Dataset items

++++++++

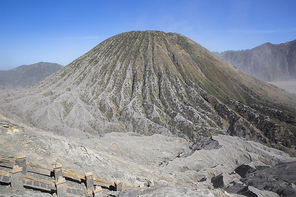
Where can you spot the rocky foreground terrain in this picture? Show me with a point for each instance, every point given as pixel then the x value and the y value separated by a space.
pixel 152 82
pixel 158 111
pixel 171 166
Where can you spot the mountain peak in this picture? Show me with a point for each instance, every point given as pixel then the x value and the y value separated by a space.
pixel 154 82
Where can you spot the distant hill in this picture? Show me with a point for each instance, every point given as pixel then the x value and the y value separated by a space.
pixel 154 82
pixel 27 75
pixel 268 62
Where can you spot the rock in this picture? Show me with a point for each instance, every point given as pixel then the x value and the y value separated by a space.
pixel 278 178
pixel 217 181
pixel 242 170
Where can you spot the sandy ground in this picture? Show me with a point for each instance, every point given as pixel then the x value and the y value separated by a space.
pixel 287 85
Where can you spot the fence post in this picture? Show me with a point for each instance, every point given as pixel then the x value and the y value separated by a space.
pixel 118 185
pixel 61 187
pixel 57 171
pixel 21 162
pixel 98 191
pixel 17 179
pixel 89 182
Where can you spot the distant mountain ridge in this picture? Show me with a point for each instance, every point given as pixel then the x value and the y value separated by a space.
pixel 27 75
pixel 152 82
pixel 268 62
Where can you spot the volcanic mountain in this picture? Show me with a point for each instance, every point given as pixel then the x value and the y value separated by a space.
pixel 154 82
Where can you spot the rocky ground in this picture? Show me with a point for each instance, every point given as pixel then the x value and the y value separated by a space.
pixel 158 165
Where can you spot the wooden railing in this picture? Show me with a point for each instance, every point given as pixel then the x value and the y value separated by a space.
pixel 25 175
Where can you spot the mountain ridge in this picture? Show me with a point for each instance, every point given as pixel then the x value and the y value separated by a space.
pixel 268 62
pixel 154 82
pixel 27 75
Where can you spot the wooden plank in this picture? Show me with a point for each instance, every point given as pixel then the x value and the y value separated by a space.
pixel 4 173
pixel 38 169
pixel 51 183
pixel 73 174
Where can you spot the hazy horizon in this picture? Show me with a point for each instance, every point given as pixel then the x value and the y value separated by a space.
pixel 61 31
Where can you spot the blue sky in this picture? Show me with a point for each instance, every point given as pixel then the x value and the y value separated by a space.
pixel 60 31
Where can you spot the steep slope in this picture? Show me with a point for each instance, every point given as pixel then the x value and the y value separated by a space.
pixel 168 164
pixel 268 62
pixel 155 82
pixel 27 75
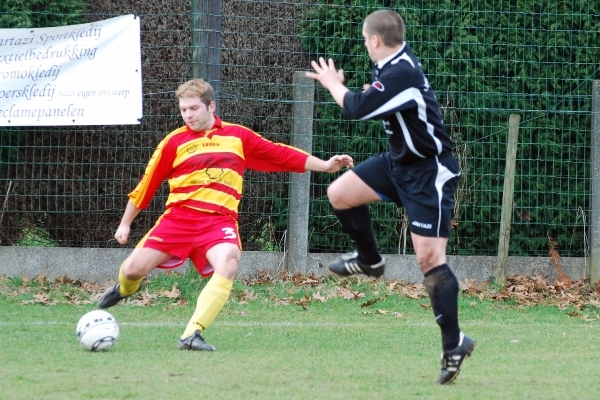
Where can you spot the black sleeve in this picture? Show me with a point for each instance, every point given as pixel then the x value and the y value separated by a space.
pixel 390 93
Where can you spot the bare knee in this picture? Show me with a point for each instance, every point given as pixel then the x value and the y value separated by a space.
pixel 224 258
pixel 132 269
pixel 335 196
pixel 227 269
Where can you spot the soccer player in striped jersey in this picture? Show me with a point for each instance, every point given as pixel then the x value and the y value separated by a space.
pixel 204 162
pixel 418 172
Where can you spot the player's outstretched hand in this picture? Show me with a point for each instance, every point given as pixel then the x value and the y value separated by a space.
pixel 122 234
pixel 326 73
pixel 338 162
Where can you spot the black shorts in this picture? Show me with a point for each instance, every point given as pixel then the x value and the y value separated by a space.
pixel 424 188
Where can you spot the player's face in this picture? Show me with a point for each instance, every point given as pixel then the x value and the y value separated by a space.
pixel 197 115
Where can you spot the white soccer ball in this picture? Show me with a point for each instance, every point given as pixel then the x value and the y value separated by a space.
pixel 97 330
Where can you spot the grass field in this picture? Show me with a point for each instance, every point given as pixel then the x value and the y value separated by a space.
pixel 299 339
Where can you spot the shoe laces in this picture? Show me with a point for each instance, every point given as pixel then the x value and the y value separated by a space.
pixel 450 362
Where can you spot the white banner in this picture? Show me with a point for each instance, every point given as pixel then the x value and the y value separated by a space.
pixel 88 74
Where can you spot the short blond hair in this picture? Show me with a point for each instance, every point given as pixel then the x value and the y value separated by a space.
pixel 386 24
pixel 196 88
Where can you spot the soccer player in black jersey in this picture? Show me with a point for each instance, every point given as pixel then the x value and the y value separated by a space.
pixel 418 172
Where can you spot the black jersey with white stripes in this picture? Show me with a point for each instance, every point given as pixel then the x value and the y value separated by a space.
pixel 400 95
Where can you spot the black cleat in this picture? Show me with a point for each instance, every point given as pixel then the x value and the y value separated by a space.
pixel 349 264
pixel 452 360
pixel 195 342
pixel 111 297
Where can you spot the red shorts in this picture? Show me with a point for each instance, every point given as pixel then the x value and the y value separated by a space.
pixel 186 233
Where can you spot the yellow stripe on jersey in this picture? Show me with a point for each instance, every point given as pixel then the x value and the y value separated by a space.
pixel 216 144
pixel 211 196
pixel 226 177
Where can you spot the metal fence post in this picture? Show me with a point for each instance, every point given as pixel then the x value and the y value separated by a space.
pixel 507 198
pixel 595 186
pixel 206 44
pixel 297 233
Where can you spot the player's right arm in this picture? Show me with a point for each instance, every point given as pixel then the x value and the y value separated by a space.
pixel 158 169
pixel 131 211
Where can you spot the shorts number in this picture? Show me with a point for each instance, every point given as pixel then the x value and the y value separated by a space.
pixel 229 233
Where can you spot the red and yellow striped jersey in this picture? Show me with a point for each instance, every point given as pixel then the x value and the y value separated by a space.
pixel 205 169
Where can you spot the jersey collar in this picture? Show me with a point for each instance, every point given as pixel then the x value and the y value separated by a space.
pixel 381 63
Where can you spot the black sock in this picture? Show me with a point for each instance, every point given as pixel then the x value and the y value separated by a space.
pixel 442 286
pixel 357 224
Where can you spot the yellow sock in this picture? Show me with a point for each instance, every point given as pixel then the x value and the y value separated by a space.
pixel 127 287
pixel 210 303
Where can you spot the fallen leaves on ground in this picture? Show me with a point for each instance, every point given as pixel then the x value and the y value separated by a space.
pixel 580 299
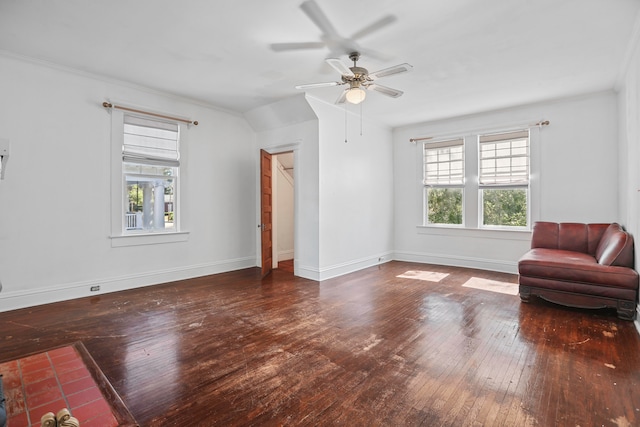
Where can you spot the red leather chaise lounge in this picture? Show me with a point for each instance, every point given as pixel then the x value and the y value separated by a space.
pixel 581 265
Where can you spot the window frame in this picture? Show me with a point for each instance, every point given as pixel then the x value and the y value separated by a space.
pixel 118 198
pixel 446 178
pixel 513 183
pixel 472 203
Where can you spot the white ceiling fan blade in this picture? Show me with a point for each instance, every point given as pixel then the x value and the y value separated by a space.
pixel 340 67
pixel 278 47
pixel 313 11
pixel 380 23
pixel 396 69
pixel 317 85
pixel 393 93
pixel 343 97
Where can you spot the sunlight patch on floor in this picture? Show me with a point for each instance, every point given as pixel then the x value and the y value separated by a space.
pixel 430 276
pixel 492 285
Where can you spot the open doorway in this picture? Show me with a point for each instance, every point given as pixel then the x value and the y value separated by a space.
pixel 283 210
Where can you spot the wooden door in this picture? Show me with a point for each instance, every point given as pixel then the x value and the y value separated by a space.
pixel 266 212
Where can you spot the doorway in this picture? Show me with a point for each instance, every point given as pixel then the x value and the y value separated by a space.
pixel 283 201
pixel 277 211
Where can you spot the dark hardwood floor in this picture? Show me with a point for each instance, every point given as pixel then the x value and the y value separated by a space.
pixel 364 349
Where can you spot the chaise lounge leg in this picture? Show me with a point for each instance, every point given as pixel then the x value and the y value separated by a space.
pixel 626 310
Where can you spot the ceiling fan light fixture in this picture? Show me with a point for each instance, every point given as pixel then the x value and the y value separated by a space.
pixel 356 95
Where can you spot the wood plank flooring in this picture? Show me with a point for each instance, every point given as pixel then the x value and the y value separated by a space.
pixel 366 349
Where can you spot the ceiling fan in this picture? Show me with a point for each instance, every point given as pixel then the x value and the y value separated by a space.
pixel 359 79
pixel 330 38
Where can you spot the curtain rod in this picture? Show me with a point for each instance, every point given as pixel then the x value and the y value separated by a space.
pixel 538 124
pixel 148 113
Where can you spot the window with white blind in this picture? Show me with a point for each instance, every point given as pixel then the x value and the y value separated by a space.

++++++++

Exact copies of the lines from the one holding "Where can you spot the doorway" through the last line above, and only those, make up the answer.

WORKED SOLUTION -
Where can you spot the doorway in this picture? Show me with a point for each instance, every point given as pixel then the x value and the y value separated by a space.
pixel 283 201
pixel 277 211
Where can you spot the dark hardwood floor in this picture? Show me with a point for each instance, every point given as pixel then the x value and the y value separated by a space.
pixel 364 349
Where can you spot the chaise lounge leg in this picture? Show me with a point for each instance, every point given as pixel then the x value and the y value separated by a space.
pixel 626 310
Where can you spot the ceiling fan light fixture in this picture? Show me with a point for each instance, every point given as pixel then the x value and the y value separated by a space.
pixel 356 95
Where can you spot the wood plank flooring in this picture? Show me with a point for each instance, every point given as pixel then the x value and the y value separated by a space.
pixel 366 349
Where can you spot the ceiling fan in this picture? Show me with a point for each instance, every point given as pixel then the x value and the y value separated by a space.
pixel 359 79
pixel 330 38
Where can you spot the curtain rod in this picture? Show me with a point for each instance, every point given as pixel then the x value and the y value separated by a space.
pixel 538 124
pixel 148 113
Where can you spot the window with white blind in this picture? Show me with a point for each instance, every point given as pixel then the x value and the y value separated by a space.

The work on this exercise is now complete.